Do this –
Turn the lines below, starting at the one containing "[point] at the man (one" and ending at the last line, into a two-column CSV with the header instruction,answer. Give one row per pointing line, with its text under instruction and its coordinates under answer, and put each field in quotes with line breaks replaced by spaces.

(Dataset lines)
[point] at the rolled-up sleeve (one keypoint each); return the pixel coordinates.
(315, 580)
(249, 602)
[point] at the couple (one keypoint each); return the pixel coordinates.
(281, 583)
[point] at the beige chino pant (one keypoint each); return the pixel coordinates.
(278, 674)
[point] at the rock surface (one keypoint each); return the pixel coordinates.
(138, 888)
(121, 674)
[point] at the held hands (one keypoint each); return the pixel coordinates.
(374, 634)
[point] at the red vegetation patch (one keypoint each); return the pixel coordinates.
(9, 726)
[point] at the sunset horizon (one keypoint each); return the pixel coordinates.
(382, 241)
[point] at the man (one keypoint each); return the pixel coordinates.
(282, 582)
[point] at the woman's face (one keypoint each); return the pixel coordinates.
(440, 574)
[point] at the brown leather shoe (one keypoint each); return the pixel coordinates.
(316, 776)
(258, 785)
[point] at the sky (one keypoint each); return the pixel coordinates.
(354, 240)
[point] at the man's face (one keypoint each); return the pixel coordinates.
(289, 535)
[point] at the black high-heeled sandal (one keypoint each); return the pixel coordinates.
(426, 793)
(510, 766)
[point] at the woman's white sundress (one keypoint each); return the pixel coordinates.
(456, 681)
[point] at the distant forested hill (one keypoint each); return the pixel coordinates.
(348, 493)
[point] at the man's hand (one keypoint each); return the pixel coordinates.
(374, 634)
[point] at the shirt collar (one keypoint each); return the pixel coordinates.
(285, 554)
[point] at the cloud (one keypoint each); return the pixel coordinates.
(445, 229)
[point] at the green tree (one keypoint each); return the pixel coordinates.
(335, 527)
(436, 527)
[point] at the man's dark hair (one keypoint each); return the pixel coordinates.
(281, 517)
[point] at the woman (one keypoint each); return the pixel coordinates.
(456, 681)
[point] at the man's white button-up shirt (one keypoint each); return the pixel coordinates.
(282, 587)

Exercise answer –
instruction,answer
"[point] at the man (one keypoint each); return the pixel coordinates.","(282, 582)"
"[point] at the woman's face (one keypoint each); return the pixel coordinates.","(440, 574)"
"[point] at the brown leather shoe (one keypoint each); return the pixel coordinates.","(316, 776) (258, 785)"
"[point] at the sky (one keypoint each); return the pixel coordinates.","(354, 240)"
"[point] at the man's face (one keypoint each); return the pixel coordinates.","(289, 535)"
"[point] at the black high-heeled sandal (one keypoint each); return the pixel coordinates.","(426, 793) (510, 766)"
"[point] at the woman's white sundress (one keypoint each); return the pixel coordinates.","(456, 681)"
"[point] at the distant forested hill (one keypoint each); return the pixel coordinates.","(348, 493)"
"[point] at the man's hand (one keypoint each); return the pixel coordinates.","(374, 634)"
"[point] at the shirt collar (one keypoint each); return the pixel coordinates.","(285, 554)"
"[point] at the cloud (one keypoint each); return the pixel coordinates.","(445, 229)"
"[point] at the green tree (one keypoint each); return the pixel coordinates.","(335, 527) (436, 527)"
"[point] at the man's dark hair (one keypoint each); return the pixel coordinates.","(281, 517)"
"[point] at the woman (one keypoint each); return the pixel coordinates.","(456, 681)"
"[point] at the man's white button-up shirt (one keypoint each); return the pixel coordinates.","(282, 587)"